Records drawn from a dataset:
-.-.-

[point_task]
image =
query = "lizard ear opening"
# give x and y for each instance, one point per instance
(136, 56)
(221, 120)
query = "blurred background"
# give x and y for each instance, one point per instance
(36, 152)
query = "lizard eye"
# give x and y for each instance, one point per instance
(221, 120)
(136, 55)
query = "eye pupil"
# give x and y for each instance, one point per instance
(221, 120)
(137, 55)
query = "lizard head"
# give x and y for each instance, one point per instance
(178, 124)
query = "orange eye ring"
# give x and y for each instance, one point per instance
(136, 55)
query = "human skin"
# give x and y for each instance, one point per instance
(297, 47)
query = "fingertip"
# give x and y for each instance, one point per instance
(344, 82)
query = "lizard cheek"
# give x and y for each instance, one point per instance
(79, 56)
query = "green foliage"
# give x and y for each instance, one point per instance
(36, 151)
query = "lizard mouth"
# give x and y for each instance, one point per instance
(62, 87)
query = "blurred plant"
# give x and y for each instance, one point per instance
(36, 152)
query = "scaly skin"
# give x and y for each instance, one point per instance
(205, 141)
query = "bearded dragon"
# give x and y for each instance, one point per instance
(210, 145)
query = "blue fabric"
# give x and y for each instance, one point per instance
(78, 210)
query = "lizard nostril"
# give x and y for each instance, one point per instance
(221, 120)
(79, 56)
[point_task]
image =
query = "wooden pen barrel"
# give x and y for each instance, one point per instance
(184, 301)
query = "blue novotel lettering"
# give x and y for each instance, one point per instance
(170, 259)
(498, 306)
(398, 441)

-.-.-

Your instructions: Return all lines in the entries above that carry the word "lizard".

Result of the task:
query = "lizard ear opening"
query = "lizard eye"
query = "lizard head"
query = "lizard cheek"
query = "lizard mouth"
query = "lizard nostril"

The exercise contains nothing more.